■ WHAT IS NEEDED ■
Each record that follows is to be duplicated exactly, though its pictures are not.

----------------

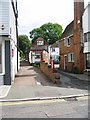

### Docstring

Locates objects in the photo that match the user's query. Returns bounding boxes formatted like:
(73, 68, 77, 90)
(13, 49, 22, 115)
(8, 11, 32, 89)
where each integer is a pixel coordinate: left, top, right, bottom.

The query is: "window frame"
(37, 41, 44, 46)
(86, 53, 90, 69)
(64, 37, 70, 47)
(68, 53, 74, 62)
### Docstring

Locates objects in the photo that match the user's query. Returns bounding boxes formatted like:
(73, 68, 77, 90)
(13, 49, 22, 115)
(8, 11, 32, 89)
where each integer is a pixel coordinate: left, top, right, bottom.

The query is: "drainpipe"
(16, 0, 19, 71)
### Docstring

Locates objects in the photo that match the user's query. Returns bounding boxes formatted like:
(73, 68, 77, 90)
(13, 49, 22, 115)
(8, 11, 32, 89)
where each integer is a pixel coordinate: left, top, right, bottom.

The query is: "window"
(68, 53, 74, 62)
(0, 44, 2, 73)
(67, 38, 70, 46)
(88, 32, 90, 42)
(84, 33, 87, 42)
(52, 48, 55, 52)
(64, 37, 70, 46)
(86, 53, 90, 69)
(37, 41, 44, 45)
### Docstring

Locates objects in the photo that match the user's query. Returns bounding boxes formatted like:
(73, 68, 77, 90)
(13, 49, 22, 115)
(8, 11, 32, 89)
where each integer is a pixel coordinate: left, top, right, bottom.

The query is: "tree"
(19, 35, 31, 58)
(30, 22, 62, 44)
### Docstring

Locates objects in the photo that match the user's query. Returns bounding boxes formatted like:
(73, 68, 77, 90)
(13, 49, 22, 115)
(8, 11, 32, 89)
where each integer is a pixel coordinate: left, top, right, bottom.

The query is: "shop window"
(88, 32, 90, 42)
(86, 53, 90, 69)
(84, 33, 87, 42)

----------------

■ ANSWER BOX ■
### Docstring

Locates objects in the photo that match the user's query. Returns bounding boxes formatted like:
(73, 68, 77, 90)
(13, 49, 22, 115)
(8, 11, 32, 89)
where each integer is a pixel coordinate: left, top, right, bottom.

The query is: "window frame"
(37, 41, 44, 46)
(86, 53, 90, 69)
(64, 37, 70, 47)
(68, 53, 74, 62)
### Docstring

Locates objects in the photo that match the user's query. Returns bounding boxes formatted like:
(73, 68, 77, 90)
(13, 49, 22, 115)
(8, 11, 32, 89)
where each integer is a pixel coordinate: left, top, right, bottom.

The query is: "drainpipe"
(16, 0, 19, 71)
### Docstring

Locates objects in the photo that match the user's query. Returns bounding boxes formatted like:
(73, 68, 77, 90)
(13, 49, 22, 115)
(8, 11, 32, 89)
where each integer is a pixel coordinate: left, top, right, bottom.

The query is: "window"
(68, 53, 74, 62)
(0, 44, 2, 73)
(67, 38, 70, 46)
(88, 32, 90, 42)
(84, 33, 87, 42)
(52, 48, 55, 52)
(64, 37, 70, 46)
(86, 53, 90, 69)
(37, 41, 44, 45)
### Docstring

Locates objects in the photo that match the user's query. Returns bounding boxes formatted like:
(73, 68, 77, 90)
(13, 49, 22, 115)
(8, 11, 32, 89)
where each integer is a pixel coordinate: left, top, right, bottom.

The query is: "tree"
(19, 35, 31, 58)
(30, 22, 62, 44)
### Docstring

Locates objects in the photo that match the user's query. Returns bounding boxes formatted like:
(73, 68, 77, 90)
(13, 49, 22, 115)
(8, 11, 32, 89)
where each integer is a pixel coordinate: left, top, right, bottom.

The query is: "shop window"
(88, 32, 90, 42)
(86, 53, 90, 69)
(84, 33, 87, 42)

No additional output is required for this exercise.